◆ **Problem**
Retype, without alteration, each line from the line containing "of the sunlit" to the final line of the records.

(Excerpts of location labeling data)

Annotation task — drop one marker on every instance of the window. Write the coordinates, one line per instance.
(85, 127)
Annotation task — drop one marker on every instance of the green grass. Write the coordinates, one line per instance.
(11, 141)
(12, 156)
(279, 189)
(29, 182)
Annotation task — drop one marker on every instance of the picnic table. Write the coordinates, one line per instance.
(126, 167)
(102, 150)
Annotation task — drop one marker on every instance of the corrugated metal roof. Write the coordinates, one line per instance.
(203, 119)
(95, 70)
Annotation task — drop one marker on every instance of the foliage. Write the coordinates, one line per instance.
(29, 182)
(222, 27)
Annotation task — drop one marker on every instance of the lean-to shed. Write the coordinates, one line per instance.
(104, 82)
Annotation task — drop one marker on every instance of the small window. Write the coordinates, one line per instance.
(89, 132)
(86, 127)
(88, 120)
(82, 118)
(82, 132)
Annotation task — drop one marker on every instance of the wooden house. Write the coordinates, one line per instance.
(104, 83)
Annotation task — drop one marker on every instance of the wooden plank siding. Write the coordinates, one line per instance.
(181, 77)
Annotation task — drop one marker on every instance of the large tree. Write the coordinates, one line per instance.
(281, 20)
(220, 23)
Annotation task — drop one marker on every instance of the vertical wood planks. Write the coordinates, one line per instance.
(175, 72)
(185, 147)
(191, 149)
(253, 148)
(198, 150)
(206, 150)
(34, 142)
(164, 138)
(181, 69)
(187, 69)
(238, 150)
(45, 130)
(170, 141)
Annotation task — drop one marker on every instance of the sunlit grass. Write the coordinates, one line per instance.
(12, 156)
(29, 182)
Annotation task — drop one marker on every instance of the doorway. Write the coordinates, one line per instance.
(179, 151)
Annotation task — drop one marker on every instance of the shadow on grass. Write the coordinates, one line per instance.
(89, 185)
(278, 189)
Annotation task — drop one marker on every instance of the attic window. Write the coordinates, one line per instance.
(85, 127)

◆ **Correct output**
Annotation task — drop one marker on every instance of the sunlit grass. Write the coordinates, one line per instance.
(12, 156)
(29, 182)
Annotation task — drop one marker on every instance of the doorway. Write the coordinates, one line per instance.
(179, 151)
Annotation task — drop one marker on every instance of the shadow on grass. Write the coordinates, one line per instance.
(89, 185)
(278, 189)
Annotation task — drop one marker on every instance of the attic window. Write the coordinates, one line per instance.
(85, 127)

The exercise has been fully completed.